(Work instructions)
Copy every line of the records from the start through the line containing "(1005, 755)", inclusive, and shift each coordinate in the answers by -126. Leave all other text in those lines unchanged.

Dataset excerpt
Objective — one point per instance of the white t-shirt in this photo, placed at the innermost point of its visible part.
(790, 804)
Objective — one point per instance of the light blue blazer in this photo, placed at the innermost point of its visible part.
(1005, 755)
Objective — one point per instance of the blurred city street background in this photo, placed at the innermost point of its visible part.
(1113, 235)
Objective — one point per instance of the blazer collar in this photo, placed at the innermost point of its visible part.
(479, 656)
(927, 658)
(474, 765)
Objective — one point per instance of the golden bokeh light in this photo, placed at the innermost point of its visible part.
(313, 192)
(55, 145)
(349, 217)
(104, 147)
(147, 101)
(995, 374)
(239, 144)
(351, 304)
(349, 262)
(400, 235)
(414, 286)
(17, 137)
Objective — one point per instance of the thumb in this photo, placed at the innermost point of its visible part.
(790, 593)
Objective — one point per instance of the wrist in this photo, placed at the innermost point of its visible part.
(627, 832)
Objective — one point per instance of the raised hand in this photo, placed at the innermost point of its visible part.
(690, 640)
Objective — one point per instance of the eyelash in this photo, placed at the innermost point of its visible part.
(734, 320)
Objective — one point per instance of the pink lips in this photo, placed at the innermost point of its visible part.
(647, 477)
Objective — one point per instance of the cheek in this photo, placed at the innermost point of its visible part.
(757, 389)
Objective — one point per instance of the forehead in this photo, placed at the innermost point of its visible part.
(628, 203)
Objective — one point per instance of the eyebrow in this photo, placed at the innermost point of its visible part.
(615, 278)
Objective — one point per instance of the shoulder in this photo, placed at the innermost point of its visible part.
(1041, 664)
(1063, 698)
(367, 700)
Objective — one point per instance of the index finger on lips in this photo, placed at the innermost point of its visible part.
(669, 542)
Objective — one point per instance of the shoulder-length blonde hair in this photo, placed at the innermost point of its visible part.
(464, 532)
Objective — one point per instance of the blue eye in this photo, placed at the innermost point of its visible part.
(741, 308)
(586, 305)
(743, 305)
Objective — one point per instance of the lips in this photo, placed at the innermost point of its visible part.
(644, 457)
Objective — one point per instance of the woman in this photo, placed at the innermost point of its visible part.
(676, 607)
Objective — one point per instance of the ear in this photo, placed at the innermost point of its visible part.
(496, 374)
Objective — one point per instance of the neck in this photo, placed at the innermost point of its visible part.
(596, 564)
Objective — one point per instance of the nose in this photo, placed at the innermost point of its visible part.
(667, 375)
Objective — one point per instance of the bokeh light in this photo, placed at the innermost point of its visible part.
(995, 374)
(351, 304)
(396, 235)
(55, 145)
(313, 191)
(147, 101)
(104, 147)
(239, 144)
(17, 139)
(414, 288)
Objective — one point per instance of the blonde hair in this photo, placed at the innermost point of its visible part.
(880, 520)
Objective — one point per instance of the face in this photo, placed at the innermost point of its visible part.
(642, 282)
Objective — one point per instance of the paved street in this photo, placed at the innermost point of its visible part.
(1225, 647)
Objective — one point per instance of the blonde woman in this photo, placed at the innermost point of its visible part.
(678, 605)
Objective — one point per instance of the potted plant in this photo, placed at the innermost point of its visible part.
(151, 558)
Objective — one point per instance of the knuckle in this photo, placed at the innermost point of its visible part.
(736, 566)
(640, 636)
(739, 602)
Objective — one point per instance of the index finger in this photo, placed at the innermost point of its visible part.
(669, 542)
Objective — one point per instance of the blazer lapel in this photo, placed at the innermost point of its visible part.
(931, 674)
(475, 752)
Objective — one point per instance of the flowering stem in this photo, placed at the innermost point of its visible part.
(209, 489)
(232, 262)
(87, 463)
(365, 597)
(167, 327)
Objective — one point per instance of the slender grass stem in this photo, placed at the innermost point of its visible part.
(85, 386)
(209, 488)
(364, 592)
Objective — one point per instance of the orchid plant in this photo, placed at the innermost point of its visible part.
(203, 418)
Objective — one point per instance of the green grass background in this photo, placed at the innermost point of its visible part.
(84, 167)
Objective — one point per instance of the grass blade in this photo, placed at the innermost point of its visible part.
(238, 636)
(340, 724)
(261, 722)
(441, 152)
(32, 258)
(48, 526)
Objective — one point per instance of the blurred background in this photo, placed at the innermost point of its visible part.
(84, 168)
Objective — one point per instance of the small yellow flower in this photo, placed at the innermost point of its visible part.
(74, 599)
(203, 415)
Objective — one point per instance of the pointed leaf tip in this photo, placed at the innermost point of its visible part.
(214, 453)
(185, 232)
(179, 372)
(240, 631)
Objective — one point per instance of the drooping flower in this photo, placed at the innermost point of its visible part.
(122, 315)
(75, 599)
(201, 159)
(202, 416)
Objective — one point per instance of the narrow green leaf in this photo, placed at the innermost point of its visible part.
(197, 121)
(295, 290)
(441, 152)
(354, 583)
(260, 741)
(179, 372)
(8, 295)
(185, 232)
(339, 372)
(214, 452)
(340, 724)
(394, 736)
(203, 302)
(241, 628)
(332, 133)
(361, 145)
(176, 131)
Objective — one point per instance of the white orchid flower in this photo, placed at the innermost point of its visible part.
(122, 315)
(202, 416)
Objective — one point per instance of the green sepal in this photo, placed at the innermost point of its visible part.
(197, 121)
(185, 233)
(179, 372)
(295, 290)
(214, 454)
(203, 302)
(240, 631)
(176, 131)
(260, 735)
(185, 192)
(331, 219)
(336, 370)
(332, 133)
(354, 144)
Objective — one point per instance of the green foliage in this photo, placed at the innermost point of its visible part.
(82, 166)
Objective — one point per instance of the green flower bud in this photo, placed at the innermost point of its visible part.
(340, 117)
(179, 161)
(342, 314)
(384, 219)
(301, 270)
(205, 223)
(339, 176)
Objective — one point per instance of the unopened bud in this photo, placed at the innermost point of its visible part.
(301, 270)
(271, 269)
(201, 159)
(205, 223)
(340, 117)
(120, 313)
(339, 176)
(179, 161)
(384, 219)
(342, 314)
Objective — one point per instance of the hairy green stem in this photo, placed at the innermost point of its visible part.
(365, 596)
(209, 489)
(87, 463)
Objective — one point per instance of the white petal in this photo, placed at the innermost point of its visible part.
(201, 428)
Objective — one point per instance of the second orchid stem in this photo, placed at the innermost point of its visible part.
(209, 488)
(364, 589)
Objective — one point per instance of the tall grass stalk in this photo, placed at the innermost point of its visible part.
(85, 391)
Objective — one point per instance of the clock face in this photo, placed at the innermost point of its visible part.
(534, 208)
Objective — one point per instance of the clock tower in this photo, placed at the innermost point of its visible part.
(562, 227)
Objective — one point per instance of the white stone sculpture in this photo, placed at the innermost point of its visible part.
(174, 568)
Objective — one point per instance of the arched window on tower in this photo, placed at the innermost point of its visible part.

(Problem solution)
Objective — one point per instance of the white t-shirt in this photo, placed at the innermost point of its visible part.
(664, 678)
Objective — one point per instance of the light blue blazer in this photo, placed at the innermost point of its visible part.
(879, 629)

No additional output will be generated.